_TASK INSTRUCTIONS_
Start at the line containing "In the photo above, where can the yellow" and transcribe every line exactly through the end of the records below, and only those lines.

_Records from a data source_
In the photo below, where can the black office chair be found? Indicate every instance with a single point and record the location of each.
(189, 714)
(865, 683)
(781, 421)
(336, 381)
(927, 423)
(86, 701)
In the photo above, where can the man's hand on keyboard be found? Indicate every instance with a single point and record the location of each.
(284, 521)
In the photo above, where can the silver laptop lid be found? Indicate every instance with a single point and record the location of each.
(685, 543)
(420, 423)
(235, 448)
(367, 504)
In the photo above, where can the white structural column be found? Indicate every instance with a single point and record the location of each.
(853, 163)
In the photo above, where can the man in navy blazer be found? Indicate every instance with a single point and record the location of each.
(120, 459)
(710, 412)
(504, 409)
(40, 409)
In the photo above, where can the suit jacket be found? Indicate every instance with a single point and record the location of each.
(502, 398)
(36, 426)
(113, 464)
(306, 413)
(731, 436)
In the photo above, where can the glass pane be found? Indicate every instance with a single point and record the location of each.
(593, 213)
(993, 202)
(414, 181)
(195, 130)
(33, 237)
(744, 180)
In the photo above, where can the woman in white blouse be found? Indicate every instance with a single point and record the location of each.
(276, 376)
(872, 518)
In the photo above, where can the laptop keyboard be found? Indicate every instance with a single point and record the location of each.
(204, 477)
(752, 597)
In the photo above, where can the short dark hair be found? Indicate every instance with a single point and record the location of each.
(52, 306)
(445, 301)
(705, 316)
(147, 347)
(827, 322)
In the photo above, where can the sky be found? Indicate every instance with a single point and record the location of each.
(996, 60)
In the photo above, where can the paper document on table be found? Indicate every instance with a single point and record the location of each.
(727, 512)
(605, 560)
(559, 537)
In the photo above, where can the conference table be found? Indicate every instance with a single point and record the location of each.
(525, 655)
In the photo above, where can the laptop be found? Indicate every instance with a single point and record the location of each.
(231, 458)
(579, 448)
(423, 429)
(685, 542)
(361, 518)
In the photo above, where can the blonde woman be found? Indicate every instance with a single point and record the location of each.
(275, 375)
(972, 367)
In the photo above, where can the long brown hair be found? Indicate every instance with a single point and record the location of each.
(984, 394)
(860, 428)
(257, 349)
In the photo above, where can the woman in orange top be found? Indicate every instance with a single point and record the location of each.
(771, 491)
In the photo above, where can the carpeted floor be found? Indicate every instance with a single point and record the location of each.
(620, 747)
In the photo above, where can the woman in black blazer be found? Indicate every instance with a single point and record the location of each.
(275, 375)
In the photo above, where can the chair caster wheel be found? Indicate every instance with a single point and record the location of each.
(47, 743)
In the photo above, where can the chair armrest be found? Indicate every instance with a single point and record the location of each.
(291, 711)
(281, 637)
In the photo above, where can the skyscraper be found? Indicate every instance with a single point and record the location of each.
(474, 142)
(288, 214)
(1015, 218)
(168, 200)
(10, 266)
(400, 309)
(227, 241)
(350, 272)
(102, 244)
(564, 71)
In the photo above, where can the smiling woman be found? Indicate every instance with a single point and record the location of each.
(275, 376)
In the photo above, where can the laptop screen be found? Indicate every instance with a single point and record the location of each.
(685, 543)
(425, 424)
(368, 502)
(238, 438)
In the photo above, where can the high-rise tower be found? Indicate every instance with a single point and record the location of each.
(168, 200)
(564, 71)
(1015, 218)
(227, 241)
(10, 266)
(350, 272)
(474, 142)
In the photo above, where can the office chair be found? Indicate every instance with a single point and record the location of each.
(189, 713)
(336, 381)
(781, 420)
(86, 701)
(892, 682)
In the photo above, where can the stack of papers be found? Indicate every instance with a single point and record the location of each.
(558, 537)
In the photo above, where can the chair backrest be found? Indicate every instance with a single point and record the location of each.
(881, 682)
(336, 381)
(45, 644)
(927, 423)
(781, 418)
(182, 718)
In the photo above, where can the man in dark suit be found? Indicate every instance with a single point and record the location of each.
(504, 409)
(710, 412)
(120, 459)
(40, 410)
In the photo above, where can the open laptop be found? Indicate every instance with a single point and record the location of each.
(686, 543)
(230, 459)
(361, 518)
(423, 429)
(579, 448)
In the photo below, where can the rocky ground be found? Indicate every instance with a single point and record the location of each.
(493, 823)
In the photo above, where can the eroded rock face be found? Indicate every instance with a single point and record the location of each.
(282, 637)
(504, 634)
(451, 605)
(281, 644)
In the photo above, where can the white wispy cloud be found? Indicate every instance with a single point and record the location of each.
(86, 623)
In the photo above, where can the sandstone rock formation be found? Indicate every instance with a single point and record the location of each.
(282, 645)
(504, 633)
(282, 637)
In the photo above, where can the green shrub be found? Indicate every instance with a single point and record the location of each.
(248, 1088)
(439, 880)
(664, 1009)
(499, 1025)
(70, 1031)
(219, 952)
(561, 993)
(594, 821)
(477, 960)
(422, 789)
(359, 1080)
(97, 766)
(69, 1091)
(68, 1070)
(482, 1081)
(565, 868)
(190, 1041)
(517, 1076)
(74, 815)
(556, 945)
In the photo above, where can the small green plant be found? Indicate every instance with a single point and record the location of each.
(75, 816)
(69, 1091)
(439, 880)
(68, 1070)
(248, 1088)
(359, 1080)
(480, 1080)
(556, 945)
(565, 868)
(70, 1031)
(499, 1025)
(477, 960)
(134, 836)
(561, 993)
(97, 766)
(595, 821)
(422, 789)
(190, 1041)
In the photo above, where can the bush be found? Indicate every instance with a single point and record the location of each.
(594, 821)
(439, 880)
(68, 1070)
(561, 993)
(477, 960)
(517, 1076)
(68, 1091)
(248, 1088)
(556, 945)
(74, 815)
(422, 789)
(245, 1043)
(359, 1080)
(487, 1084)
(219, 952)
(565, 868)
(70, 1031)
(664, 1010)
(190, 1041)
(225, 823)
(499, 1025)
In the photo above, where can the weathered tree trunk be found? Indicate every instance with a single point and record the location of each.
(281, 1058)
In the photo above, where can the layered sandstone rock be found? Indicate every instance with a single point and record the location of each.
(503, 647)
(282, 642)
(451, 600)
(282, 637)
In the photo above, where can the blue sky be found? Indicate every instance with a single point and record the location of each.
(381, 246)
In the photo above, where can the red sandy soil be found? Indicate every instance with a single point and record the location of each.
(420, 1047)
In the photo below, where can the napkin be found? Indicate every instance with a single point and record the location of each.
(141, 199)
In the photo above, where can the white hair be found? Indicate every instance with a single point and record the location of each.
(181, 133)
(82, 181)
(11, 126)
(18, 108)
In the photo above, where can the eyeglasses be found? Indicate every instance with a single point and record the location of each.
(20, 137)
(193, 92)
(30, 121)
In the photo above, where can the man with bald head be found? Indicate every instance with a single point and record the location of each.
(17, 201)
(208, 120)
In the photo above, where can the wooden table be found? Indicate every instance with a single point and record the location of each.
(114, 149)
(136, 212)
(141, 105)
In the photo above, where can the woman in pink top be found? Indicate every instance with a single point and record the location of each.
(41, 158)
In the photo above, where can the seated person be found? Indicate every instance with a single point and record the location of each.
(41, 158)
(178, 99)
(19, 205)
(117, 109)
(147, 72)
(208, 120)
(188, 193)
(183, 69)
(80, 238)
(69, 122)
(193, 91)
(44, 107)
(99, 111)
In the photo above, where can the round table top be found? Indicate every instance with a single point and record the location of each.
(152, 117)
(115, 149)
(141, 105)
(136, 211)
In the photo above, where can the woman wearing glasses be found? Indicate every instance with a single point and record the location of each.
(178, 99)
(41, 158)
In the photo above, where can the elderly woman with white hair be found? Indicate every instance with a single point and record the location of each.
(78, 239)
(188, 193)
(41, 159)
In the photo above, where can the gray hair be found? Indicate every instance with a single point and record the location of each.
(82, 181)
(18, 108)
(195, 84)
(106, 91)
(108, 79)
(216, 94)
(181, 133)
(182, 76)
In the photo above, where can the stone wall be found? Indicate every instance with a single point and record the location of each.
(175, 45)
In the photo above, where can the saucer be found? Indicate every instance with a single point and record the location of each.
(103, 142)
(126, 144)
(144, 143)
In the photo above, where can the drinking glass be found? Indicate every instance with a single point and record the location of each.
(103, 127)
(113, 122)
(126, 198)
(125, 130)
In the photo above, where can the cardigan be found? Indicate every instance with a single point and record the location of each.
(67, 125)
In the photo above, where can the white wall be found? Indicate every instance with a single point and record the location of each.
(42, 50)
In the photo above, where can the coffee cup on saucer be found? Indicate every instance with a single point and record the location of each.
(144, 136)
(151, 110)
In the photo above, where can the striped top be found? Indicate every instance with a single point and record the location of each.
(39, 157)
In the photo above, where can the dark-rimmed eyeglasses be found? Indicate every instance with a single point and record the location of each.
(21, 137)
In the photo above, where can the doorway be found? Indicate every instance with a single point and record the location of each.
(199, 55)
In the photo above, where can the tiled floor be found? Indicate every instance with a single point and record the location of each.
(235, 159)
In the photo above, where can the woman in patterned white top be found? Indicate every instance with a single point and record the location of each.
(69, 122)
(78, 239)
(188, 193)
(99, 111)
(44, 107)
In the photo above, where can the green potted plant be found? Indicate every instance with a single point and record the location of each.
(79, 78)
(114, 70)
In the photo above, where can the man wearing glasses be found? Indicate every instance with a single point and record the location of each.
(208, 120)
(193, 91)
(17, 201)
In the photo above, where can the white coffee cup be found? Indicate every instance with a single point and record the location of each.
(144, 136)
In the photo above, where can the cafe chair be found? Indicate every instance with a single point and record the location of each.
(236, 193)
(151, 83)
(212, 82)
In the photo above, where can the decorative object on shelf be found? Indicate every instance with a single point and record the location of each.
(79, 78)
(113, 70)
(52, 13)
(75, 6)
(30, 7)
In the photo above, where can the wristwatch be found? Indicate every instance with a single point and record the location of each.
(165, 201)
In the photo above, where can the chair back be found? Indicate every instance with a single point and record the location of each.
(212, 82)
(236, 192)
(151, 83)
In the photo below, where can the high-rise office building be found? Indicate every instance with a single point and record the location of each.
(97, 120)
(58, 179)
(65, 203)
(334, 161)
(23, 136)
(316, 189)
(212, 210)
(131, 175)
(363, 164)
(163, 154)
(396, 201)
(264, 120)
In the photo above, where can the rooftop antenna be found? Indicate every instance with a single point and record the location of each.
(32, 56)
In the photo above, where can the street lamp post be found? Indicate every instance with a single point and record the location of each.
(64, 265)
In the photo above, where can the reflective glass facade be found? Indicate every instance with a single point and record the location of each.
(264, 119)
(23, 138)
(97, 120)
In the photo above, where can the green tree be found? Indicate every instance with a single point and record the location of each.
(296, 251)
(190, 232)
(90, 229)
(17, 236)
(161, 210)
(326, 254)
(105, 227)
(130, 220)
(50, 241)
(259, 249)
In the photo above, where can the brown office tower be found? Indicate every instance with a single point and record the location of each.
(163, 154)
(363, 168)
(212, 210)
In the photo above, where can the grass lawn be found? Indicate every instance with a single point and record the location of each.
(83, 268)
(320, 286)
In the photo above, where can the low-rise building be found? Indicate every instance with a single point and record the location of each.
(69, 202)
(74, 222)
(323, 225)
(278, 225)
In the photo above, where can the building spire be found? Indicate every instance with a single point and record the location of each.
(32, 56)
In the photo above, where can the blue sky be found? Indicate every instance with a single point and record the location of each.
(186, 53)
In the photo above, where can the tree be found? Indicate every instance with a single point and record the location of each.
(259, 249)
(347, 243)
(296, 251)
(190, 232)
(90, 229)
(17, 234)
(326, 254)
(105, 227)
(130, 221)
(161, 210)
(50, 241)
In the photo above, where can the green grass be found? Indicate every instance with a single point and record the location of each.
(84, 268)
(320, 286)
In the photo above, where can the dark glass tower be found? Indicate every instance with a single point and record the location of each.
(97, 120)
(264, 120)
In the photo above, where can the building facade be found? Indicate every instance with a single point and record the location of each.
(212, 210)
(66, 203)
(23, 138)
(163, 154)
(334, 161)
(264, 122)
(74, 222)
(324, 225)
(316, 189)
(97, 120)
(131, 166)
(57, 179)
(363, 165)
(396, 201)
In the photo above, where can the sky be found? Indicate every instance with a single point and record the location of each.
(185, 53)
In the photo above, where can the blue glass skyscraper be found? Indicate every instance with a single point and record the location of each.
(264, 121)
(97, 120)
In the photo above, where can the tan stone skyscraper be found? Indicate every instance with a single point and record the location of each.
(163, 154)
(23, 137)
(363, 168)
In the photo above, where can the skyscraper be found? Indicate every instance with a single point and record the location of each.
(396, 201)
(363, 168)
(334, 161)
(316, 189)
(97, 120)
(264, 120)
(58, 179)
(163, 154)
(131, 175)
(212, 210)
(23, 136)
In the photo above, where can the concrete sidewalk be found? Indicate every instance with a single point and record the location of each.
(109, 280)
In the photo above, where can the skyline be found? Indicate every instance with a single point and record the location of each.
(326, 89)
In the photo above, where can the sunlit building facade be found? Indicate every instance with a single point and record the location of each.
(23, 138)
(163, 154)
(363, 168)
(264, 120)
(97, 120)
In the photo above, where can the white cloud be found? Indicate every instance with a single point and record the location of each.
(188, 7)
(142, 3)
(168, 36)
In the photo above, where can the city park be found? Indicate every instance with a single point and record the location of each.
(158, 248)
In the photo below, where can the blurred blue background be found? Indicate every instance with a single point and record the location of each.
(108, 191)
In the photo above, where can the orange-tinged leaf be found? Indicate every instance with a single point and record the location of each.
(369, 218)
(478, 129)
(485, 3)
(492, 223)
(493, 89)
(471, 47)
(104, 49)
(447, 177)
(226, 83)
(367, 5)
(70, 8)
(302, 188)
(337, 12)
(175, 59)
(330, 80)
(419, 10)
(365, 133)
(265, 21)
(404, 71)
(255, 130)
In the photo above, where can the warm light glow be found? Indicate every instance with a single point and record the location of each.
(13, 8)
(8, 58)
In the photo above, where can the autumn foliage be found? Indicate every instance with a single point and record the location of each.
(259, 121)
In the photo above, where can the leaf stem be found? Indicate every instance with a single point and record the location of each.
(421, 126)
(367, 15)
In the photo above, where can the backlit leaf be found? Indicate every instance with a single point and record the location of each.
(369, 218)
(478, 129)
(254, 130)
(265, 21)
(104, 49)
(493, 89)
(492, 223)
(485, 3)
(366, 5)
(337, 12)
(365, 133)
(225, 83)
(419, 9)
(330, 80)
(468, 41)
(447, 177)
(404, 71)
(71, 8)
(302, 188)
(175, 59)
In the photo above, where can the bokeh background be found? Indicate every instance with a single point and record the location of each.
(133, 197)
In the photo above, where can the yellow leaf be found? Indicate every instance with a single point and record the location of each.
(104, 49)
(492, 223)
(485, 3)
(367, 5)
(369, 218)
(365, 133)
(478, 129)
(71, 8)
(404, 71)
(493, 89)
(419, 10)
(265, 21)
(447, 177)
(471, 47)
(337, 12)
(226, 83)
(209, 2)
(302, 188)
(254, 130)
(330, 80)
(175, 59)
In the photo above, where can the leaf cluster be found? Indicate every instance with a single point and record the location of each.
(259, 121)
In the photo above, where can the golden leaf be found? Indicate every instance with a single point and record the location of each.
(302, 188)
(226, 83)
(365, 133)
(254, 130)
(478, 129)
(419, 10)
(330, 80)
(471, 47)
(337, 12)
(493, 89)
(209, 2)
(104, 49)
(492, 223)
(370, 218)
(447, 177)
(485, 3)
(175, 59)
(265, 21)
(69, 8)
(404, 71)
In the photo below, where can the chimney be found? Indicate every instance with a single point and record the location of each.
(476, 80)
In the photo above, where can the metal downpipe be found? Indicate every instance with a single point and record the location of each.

_SOLUTION TO THE PROBLEM_
In the photo above, where can the yellow leaf be found? Indicate every instance with a single point and record the location of each.
(104, 49)
(492, 223)
(485, 3)
(367, 5)
(369, 218)
(365, 133)
(478, 129)
(71, 8)
(404, 71)
(493, 89)
(419, 10)
(265, 21)
(447, 177)
(471, 47)
(337, 12)
(226, 83)
(209, 2)
(302, 188)
(254, 130)
(330, 80)
(175, 59)
In the photo above, where can the leaf cluster be found? Indicate every instance with a single point and record the location of each.
(259, 121)
In the photo above, where can the golden leaf be found? Indicate every instance with a single point and record the location of each.
(302, 188)
(226, 83)
(365, 133)
(254, 130)
(478, 129)
(419, 10)
(330, 80)
(471, 47)
(337, 12)
(493, 89)
(209, 2)
(104, 49)
(492, 223)
(370, 218)
(447, 177)
(485, 3)
(175, 59)
(265, 21)
(69, 8)
(404, 71)
In the photo below, where can the chimney be found? Indicate every instance with a single point and record the location of each.
(476, 80)
In the photo above, where can the metal downpipe be found? Indicate every instance with a single point and record the location of each.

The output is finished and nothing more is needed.